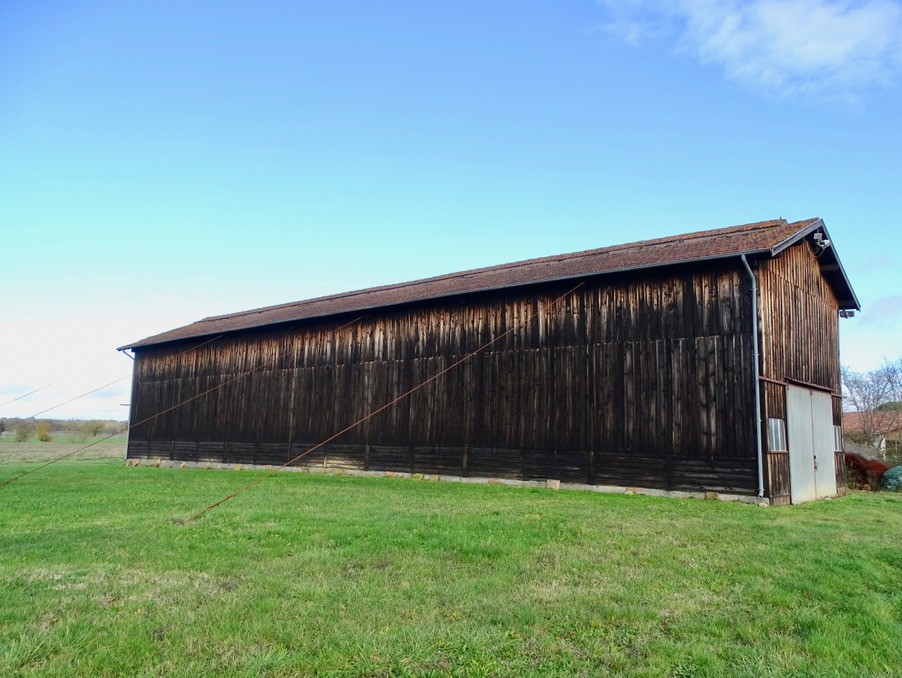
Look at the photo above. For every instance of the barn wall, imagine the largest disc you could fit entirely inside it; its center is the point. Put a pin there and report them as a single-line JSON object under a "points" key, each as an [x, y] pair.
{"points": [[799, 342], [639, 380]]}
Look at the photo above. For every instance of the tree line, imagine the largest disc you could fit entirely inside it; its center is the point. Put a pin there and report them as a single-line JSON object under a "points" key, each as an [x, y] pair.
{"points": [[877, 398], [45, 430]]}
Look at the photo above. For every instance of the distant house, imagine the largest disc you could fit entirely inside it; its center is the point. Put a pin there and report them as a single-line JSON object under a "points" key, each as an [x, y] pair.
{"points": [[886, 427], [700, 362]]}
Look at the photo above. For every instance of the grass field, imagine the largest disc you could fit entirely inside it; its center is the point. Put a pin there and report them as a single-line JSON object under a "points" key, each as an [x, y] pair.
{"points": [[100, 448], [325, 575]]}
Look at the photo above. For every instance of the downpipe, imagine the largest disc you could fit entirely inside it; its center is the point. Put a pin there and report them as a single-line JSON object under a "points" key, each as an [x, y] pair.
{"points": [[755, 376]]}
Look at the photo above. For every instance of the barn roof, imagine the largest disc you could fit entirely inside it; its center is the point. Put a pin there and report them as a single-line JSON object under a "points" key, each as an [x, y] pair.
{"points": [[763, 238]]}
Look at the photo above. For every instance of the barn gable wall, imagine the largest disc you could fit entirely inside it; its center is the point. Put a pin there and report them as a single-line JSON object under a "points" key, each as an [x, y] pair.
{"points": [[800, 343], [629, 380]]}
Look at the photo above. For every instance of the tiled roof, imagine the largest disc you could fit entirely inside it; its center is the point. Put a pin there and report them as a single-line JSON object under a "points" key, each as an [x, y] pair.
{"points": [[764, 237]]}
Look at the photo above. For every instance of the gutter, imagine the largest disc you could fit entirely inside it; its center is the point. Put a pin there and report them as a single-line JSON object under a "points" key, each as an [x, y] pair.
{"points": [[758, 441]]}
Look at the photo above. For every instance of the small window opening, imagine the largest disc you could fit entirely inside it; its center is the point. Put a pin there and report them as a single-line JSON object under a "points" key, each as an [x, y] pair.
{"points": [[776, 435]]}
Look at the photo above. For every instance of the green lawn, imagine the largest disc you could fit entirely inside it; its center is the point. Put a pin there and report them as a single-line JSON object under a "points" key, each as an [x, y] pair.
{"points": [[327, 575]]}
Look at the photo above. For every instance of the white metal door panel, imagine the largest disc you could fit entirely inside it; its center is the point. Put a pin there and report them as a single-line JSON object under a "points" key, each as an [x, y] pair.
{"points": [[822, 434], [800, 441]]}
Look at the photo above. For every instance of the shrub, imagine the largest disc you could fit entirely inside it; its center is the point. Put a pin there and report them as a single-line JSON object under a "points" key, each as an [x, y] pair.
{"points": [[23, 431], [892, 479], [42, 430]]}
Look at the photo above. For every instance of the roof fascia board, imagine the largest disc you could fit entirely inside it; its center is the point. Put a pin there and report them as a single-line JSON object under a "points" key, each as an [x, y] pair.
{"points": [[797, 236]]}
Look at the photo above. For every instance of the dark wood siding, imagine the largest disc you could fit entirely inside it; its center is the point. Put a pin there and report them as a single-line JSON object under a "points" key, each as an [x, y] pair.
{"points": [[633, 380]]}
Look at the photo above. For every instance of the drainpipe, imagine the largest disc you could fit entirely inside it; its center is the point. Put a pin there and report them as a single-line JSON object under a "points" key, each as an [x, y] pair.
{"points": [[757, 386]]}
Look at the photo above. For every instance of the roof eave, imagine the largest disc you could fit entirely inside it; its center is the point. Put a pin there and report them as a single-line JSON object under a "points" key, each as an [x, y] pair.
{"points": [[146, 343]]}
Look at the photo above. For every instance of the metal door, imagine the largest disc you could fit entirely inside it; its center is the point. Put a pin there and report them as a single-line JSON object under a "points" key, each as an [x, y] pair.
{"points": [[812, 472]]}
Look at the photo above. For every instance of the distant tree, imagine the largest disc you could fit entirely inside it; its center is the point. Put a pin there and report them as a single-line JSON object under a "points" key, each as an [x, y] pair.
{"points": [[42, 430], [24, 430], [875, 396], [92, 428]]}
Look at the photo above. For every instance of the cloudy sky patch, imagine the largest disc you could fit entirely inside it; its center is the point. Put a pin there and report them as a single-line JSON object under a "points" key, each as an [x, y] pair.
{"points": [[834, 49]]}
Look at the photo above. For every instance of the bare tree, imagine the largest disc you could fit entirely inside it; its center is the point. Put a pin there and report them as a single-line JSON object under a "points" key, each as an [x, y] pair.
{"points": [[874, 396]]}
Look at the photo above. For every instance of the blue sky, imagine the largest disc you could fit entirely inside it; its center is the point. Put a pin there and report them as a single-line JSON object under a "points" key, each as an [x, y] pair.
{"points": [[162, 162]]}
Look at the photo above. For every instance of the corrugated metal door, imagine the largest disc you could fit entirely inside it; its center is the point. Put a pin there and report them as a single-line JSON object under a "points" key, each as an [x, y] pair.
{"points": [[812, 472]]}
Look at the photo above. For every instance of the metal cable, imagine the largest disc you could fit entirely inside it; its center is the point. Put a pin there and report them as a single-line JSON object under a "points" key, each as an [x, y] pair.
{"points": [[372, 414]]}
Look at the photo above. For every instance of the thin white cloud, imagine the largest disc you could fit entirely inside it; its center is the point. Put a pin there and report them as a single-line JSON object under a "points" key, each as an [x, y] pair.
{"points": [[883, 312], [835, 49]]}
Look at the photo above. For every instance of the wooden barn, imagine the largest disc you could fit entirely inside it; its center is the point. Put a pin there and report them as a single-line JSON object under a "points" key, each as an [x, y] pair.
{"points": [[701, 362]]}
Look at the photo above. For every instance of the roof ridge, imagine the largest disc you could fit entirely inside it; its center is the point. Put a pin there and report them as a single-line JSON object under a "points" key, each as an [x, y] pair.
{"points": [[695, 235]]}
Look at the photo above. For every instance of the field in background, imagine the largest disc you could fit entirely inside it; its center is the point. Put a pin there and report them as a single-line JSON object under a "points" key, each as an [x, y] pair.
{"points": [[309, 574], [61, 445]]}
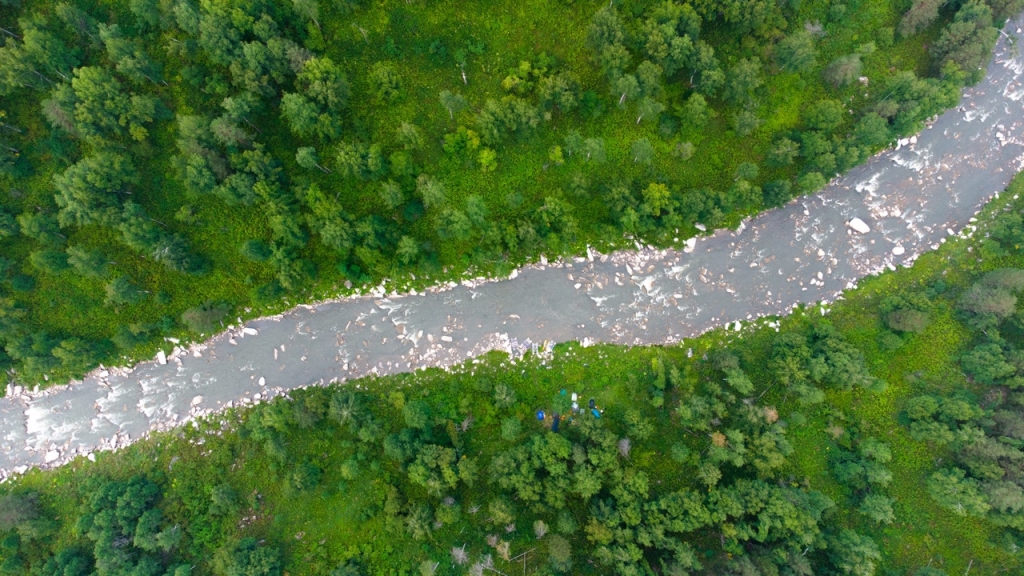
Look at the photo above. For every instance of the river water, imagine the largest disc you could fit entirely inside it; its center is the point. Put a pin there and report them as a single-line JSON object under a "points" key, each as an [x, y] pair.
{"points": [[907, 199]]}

========

Requirement:
All of the material must be given again exactly, though no picture may appear in the copy.

Expected answer:
Look at the photo above. For every instance of the barn wall, imagine the largest disc you could fit entirely inside it; its center is the point. Put a pin there and report them as a single-line JSON object under a "points" key, each as an [x, y] pair.
{"points": [[799, 342], [639, 380]]}
Look at the photo above. For every instance of the tree line, imagine the largest disc you could fit entirely inside it; its center is the point. Put a pin there and report them as a single-line JSON object under a "points" key, each as an [x, y] pair.
{"points": [[877, 398], [45, 430]]}
Look at the photo above. For every instance of the distant house, imagine the largest disc you could fit entirely inside it; its center is the point. Put a pin there and report them as a single-line JSON object under a "points" key, each as an [x, y] pair.
{"points": [[886, 427], [700, 362]]}
Look at the photo above. For every instance of the grass field, imagine the largest disc you could fit entirely inside it; its center is the point. Put a pin there and report them as a single-line JSON object under a "points" key, each as an [x, y] pair.
{"points": [[100, 448], [325, 575]]}
Look at the photo above. For every instance of the downpipe, imagine the largest disc you could fit entirely inside it; its center is the point. Put a pin there and report them as a single-line JSON object under a "points" key, each as an [x, y] pair.
{"points": [[755, 376]]}
Look at the photo above. For every instance of the barn roof, imagine the largest disc you could fit entirely inside it; its center is the point. Put a pin there and report them as a single-line JSON object under a "points" key, each as an [x, y] pair.
{"points": [[763, 238]]}
Look at the photo above. For every instance of the barn gable wall, imagine the largest disc you could fit entirely inside it; its center is the point. Put a pin there and report them as a single-line JSON object under a "points" key, each as an [x, y] pair.
{"points": [[800, 343], [629, 380]]}
Look at the photo above. For every instance of the tiled roof, imagine the largest disc you could fit entirely inside it; its center is the point. Put a pin there and report them as a single-line JSON object under a "points" key, each as an [x, y] pair.
{"points": [[764, 237]]}
Look at the photo above. For every instance of the gutter, imagine the largest disc you could fit entirely inside it; its center is the point. Put a pin there and report them as a single-line JSON object under a "points" key, each as an [x, y] pair.
{"points": [[758, 441]]}
Look at the photo above. For every instance of the small window opening, imagine the largest disc you could fit entirely inside it; its center is the point. Put a pin there and report them as a single-line JSON object under a "points" key, each as an [x, y] pair.
{"points": [[776, 435]]}
Look at the photo above. For every instance of the green lawn, imagine the largest disc you could fit entirely inside it; its center is the point. Put a pin there and report them as a single-line JSON object under a "points" key, each as an [x, y] pair.
{"points": [[327, 575]]}
Look at the photo above. For every instance of the white metal door panel, imagine the largest disc you could fit entirely inside it; its center is the point. Put a pin there and report them as a single-line JSON object under a "points" key, each as an [x, y] pair.
{"points": [[822, 434], [800, 441]]}
Look at the photo above. For every instance of the shrub, imagine the largest disc you could fit entirely inside it; its center is the point. Put a pin there and report them as a single-line JSON object under a "points" key, each as an [x, y] pair.
{"points": [[23, 431], [892, 479], [42, 430]]}
Look at the photo above. For every instance of the roof fascia board, imagine the largest disc you could fit entirely inside it; its center is the point. Put a pin there and report them as a single-line JSON object under a "points" key, each as an [x, y] pair.
{"points": [[797, 236]]}
Look at the photo above. For every instance of the dark wood siding, imagine the largest disc you could fit entirely inside it; its center is the point. Put a pin there and report them as a single-line JSON object under a "points" key, each as an [x, y] pair.
{"points": [[633, 380]]}
Look at the photo above. For every instance of the drainpipe, imagine the largest disc you could fit entirely inside it; its center is the point. Put a pin there and report them as a single-line JSON object under a "points" key, each as an [x, y] pair.
{"points": [[757, 386]]}
Look at the photo above. For every instance of the roof eave, imagine the largest disc you could fit entirely inside it; its center is the point. Put a pin there and report them as a single-line JSON object under a "points" key, each as an [x, y] pair.
{"points": [[146, 343]]}
Look at the photo above. For every instance of the metal door, imagine the largest disc you could fit entirely inside it; its center is the point. Put a pin there and report them as a single-line JSON object under a "points" key, each as an [x, y] pair.
{"points": [[812, 472]]}
Look at the photo above. For every instance of the distant tree, imagine the largest disc you could fit entirely inside it; its center is the point. Put a pin there and report them as a single-line JSON object under a "points" key, each as an [x, y] pair.
{"points": [[42, 430], [24, 430], [875, 396], [92, 428]]}
Look at the photo above. For every instance of the cloudy sky patch, imagine the largest disc you could fit entirely inside it; its center is the point. Put a pin there and report them as a single-line JSON object under a "points" key, each as an [x, y] pair.
{"points": [[834, 49]]}
Look at the photo above. For every instance of the bare tree, imagine the largest disc you could fit entirely inside it; its center is the point. Put a pin there and report them as a single-line JSON object under a "points" key, each as an [x, y] pair.
{"points": [[874, 396]]}
Look at the photo above. For every instance of the blue sky, imagine the largest disc you could fit entirely inside it; its center is the point. Put a pin there and report them as a single-line JSON object under a "points" key, each as an [x, y] pair.
{"points": [[162, 162]]}
Look at the photo above. For every instance of the corrugated metal door, imagine the largest disc you could fit entirely inside it; its center is the point. Put a pin there and report them as a single-line JSON object under a "points" key, each as an [x, y] pair.
{"points": [[812, 472]]}
Look at the photo above. For every instance of the metal cable, imagine the largest disc you could fit entirely inside it; its center is the point. Put a pin there and report them as a single-line JSON object under a "points" key, each as an [x, y] pair.
{"points": [[372, 414]]}
Look at the photo above. For every instance of the thin white cloud, imagine the largest disc you could fit entirely inside it; its center is the point. Put a pin there and report them as a single-line JSON object under a "points" key, each as an [x, y] pair.
{"points": [[883, 312], [835, 49]]}
Look at the photo above. For every instance of the wooden barn, imagine the largest disc you could fit entirely inside it; its center is the point. Put a pin there and report them as a single-line JSON object under a "points" key, each as an [x, y] pair.
{"points": [[701, 362]]}
Look at the photo above. For every instance of the roof ridge, imagine the largest disc you could fit entirely inside it; its center is the point. Put a pin there and report them as a single-line JSON object under a "points" key, each as an [x, y] pair.
{"points": [[695, 235]]}
Look at the photo above. For every instance of the field in background, imagine the largest disc you could fit entirely inside it; its center is the point. Put a pin there and report them as a single-line JSON object under a "points" key, each as an [x, y] pair.
{"points": [[309, 574], [61, 445]]}
Look at the photo above. For every instance of the river water, imagine the largest disc you could fit entirely inside it; its center is the point. Put a pin there and report them as a single-line JSON object under a "points" key, each as an [x, y] pair.
{"points": [[907, 199]]}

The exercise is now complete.